Please rewrite everything from the start of the listing down to the line containing "top-left (437, 373), bottom-right (617, 722)", both included, shifting each answer's bounding-box coordinates by adding 51 to every number while leaving the requests and their format samples unchanged. Leave the pictures out.
------------------------------------------------------------------------
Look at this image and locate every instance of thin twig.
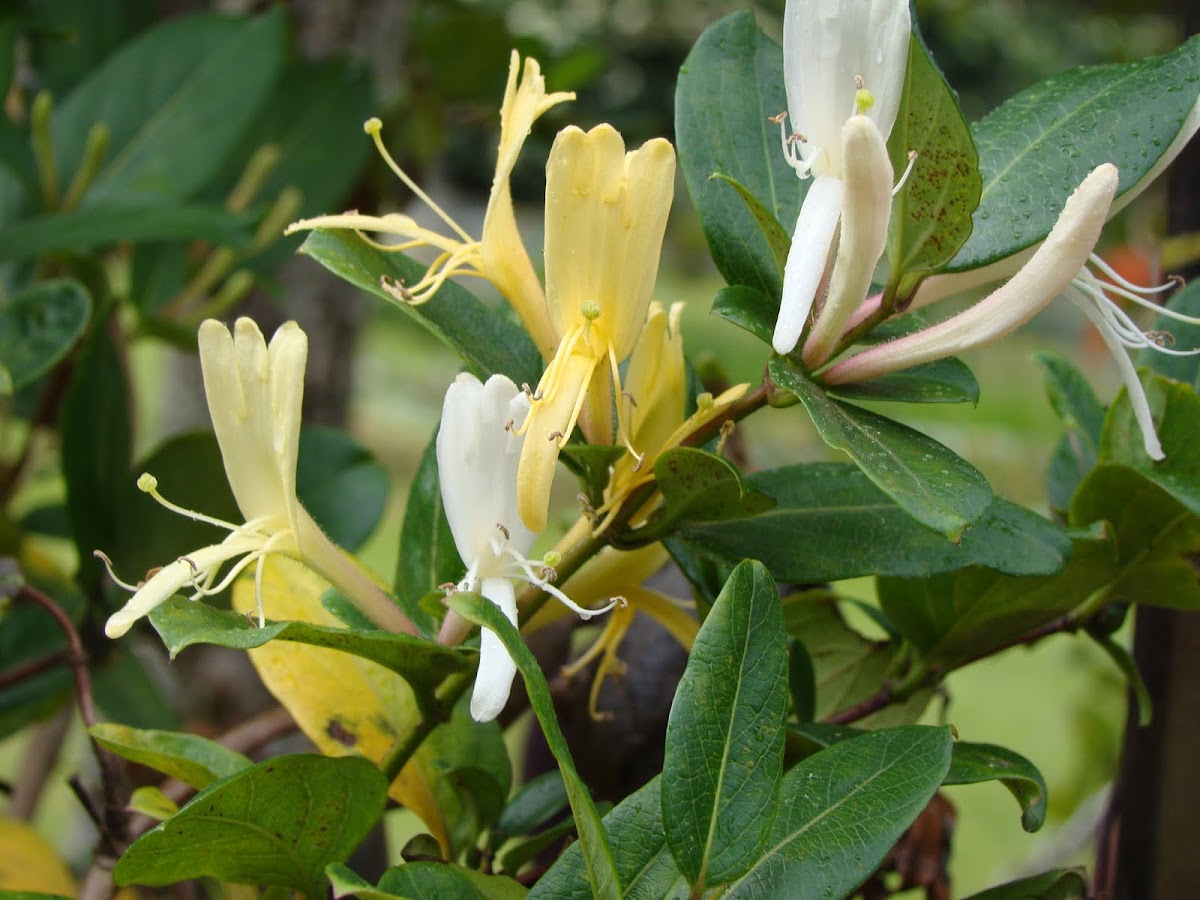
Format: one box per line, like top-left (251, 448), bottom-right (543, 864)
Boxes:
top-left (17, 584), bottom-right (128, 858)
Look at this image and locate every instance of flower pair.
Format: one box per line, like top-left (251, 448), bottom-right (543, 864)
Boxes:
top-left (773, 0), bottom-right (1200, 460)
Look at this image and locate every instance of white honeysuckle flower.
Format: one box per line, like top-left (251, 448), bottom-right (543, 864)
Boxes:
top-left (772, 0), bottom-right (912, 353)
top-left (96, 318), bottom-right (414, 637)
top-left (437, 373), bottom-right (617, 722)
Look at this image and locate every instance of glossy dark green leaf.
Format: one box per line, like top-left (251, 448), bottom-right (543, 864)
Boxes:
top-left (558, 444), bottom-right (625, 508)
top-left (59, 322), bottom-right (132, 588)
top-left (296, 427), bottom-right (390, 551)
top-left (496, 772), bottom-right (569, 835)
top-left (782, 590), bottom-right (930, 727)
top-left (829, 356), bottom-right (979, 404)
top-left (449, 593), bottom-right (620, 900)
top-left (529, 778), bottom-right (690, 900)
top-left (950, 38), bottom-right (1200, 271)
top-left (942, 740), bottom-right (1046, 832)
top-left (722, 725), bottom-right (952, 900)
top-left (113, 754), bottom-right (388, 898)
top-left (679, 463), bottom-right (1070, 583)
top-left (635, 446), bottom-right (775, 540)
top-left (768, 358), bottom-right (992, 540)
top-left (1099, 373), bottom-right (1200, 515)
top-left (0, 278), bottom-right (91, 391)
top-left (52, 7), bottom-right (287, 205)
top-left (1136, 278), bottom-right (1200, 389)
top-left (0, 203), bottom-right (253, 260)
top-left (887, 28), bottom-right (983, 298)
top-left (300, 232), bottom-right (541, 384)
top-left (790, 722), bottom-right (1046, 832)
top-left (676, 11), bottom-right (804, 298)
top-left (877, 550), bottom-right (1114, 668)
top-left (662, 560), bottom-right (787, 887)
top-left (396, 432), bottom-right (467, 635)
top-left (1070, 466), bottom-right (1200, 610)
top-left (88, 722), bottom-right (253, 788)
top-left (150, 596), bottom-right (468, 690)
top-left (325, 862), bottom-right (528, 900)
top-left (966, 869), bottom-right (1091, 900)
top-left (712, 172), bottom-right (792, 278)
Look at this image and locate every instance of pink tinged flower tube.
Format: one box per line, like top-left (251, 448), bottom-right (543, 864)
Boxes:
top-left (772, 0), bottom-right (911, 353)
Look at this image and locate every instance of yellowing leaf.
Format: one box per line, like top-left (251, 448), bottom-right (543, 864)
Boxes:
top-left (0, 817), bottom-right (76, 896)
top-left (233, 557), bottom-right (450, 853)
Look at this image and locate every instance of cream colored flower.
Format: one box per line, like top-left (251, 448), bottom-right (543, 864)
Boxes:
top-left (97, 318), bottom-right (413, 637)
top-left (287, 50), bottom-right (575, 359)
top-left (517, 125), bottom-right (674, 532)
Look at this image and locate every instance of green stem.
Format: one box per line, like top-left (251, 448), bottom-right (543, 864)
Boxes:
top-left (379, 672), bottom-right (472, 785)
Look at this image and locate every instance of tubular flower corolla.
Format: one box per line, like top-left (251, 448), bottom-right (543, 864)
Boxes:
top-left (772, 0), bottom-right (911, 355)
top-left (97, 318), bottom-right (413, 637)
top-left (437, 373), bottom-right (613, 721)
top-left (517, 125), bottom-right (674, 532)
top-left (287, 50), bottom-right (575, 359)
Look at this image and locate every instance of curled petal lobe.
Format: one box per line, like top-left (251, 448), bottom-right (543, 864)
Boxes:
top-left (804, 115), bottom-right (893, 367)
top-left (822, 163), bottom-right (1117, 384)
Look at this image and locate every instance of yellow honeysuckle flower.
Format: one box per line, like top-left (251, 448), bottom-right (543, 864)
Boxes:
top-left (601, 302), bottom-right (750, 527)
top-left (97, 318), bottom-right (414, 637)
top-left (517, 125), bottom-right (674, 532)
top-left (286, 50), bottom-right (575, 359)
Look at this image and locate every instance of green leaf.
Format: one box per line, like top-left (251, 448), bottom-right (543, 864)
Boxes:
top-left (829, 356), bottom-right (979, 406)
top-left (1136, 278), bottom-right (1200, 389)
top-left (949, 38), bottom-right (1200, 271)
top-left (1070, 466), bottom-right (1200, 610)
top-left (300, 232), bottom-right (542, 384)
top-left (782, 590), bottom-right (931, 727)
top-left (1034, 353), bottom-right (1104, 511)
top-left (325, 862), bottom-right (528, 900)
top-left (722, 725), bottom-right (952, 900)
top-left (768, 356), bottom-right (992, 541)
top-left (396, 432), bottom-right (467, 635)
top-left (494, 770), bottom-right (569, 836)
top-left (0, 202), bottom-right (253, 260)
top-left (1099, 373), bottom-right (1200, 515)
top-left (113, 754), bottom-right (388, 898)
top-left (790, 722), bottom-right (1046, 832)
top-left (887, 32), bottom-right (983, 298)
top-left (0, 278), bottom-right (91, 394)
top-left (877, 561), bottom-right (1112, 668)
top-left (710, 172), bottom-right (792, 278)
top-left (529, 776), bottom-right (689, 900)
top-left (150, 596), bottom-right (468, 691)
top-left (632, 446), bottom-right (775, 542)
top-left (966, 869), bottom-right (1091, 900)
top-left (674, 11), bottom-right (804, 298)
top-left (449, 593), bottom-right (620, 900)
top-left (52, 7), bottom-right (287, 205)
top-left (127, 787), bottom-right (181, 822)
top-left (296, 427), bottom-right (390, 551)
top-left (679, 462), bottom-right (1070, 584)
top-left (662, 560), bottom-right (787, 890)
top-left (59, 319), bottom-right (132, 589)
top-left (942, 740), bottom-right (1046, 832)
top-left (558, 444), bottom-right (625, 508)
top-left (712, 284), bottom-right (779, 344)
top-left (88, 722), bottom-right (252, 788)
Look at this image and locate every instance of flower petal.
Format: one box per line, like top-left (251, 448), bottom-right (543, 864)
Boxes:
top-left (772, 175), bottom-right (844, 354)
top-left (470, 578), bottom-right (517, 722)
------------------------------------------------------------------------
§ **SOLUTION BELOW**
Look at this image and locate every instance of thin twig.
Format: one box per line, like top-left (251, 448), bottom-right (543, 864)
Boxes:
top-left (68, 635), bottom-right (179, 909)
Look at this image and locate every instance of flower pair.
Format: one box per line, like top-left (251, 448), bottom-right (543, 864)
Boxes:
top-left (824, 51), bottom-right (1251, 511)
Look at this image and locate every instance of white honeysuckle flower.
Format: one box per line, like top-left (251, 448), bottom-right (543, 864)
Boxes:
top-left (823, 51), bottom-right (963, 404)
top-left (147, 369), bottom-right (465, 688)
top-left (488, 424), bottom-right (668, 773)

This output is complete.